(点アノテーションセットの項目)
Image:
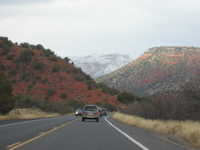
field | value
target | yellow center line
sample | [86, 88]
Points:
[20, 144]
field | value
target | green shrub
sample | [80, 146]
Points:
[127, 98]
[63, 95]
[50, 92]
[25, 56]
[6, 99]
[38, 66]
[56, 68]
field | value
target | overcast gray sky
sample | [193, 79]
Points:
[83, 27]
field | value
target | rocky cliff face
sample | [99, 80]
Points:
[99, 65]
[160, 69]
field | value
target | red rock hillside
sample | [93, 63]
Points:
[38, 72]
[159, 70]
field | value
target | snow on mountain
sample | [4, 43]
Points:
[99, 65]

...

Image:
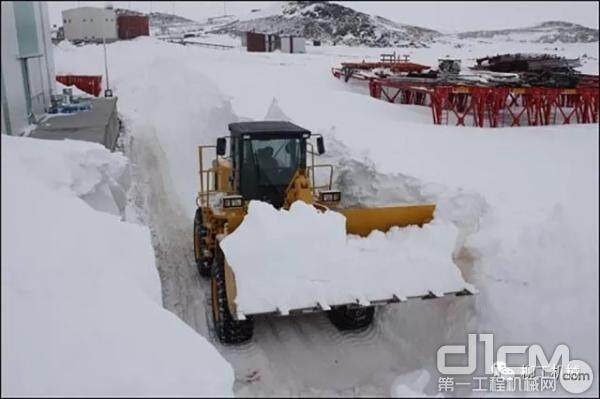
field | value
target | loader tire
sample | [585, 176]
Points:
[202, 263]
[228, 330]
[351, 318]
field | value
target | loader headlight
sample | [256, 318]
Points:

実行する指示 — 上の資料から、文字列「loader」を含む行をすべて抜き出して示せ。大文字と小文字は区別する。

記述回答 —
target | loader tire
target | loader headlight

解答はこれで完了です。